>> start Input records

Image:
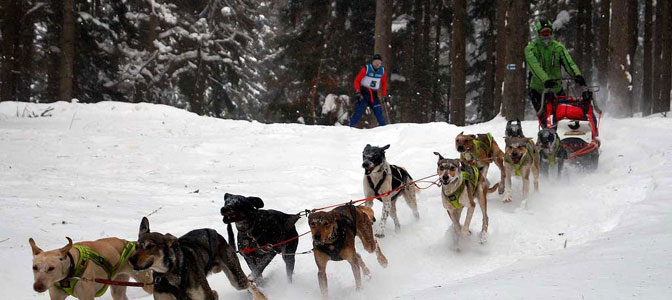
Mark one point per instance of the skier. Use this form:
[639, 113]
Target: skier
[370, 79]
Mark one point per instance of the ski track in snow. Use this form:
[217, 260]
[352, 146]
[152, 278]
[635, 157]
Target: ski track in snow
[119, 162]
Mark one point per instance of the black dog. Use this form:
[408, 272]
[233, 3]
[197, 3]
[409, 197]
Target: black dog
[514, 129]
[260, 227]
[551, 152]
[181, 265]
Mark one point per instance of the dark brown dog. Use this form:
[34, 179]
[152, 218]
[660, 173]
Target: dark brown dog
[482, 149]
[334, 239]
[181, 265]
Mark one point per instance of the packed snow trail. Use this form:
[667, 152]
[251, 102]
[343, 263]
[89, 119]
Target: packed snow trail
[93, 170]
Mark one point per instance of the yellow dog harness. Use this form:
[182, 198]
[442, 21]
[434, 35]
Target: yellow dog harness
[87, 254]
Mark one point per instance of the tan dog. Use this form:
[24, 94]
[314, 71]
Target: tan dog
[483, 149]
[54, 270]
[334, 239]
[521, 156]
[460, 184]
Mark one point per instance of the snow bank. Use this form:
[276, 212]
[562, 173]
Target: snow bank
[93, 170]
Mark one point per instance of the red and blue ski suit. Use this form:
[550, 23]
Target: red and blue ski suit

>> end Input records

- _What the task requires_: Extract the full listing exactly, with the pictures left out.

- _Exercise solution_:
Image:
Mark one point per instance of the skier. Use this form:
[639, 113]
Target: skier
[370, 79]
Mark one point per instance of the ski track in snow. Use this form:
[217, 260]
[352, 146]
[152, 278]
[635, 157]
Target: ski track in snow
[119, 162]
Mark one point per instance of the black dog. Use this form:
[408, 272]
[233, 3]
[197, 3]
[409, 197]
Target: black dog
[514, 129]
[260, 227]
[551, 152]
[181, 265]
Mark one point per instance of the dark brown dog. Use this form:
[34, 179]
[152, 218]
[660, 173]
Target: dark brown dog
[482, 149]
[334, 239]
[181, 265]
Mark one point per instance of the packed snow trail. Use this form:
[667, 152]
[251, 102]
[343, 263]
[89, 119]
Target: packed snow trail
[93, 170]
Mark one point per instance of the yellow dog harness. Use this form:
[182, 198]
[442, 21]
[434, 35]
Target: yellow dog harness
[87, 254]
Mark one point per instance of the tan dog. Use this form:
[24, 94]
[314, 71]
Target: tan dog
[483, 149]
[54, 270]
[334, 239]
[521, 156]
[460, 184]
Mark one point per instance of the snow bank. Use this form:
[276, 212]
[562, 173]
Target: snow bank
[93, 170]
Mark one point per instance of the red and blue ski suit. Use this form:
[550, 23]
Target: red and blue ski suit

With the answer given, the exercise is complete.